▶ **Task brief**:
In the records below, find the lines that include "motorcycle" and copy each.

[Phrase grounding data]
- Opening Delimiter -
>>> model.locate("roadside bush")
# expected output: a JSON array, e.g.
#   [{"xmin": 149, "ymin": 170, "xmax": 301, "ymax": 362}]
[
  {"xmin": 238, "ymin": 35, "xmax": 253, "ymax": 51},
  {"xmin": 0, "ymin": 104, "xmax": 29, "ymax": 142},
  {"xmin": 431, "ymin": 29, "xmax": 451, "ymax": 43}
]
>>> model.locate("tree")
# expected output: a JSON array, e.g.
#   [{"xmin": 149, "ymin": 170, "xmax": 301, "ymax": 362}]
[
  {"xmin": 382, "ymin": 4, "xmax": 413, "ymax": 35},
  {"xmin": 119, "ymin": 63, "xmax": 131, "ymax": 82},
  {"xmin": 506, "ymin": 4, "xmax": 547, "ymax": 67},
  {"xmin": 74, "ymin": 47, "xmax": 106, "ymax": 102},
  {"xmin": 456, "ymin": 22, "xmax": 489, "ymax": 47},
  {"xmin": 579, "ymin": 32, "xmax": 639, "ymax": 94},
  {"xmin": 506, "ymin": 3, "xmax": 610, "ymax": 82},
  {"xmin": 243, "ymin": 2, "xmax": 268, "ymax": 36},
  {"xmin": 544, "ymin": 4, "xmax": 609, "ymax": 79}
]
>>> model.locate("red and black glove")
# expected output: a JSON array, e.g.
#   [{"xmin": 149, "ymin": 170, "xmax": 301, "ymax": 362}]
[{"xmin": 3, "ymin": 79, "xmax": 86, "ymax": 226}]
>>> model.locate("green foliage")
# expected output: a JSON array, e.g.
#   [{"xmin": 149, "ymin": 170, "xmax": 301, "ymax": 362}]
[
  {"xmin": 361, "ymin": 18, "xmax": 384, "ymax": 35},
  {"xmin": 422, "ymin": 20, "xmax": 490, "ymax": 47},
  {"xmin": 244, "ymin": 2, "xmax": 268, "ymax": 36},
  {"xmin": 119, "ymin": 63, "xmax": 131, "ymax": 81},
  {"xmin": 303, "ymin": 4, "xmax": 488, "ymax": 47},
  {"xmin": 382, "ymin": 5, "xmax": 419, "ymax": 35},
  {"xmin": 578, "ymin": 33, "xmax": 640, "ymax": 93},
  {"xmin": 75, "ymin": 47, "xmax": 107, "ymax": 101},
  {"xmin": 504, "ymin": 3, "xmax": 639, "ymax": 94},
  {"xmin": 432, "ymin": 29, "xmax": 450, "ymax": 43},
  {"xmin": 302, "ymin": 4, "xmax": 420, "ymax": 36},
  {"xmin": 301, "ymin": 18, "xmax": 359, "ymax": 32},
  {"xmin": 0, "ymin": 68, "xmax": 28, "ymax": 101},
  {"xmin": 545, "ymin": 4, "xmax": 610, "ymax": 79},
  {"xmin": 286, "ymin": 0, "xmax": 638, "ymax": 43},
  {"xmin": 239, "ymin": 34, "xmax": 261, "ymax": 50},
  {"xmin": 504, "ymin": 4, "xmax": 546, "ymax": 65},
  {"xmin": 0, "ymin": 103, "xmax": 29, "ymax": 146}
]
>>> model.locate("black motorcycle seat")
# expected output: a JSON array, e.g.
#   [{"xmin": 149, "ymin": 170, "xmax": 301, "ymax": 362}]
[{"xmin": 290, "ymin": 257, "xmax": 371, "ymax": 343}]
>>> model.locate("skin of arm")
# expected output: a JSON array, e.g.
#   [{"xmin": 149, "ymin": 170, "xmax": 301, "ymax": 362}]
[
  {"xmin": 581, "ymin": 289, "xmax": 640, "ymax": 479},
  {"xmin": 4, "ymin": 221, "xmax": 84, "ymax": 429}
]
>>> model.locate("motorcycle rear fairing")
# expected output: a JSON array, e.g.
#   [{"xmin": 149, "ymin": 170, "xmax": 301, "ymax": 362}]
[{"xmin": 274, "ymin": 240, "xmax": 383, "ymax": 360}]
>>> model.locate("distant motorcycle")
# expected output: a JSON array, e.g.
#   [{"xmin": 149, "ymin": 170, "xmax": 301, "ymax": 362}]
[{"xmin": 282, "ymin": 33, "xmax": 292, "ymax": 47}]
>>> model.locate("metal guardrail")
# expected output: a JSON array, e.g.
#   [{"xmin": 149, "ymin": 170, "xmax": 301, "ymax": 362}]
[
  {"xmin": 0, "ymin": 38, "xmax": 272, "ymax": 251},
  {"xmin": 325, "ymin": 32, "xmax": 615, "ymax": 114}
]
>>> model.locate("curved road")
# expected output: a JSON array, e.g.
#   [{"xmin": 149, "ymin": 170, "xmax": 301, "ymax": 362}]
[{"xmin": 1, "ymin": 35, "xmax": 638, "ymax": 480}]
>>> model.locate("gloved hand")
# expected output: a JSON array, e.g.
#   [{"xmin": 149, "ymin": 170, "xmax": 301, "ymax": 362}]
- Closing Delimiter -
▶ **Written response**:
>>> model.locate("black motorcycle seat")
>>> model.locate("motorcycle rear fairing")
>>> model.locate("distant motorcycle")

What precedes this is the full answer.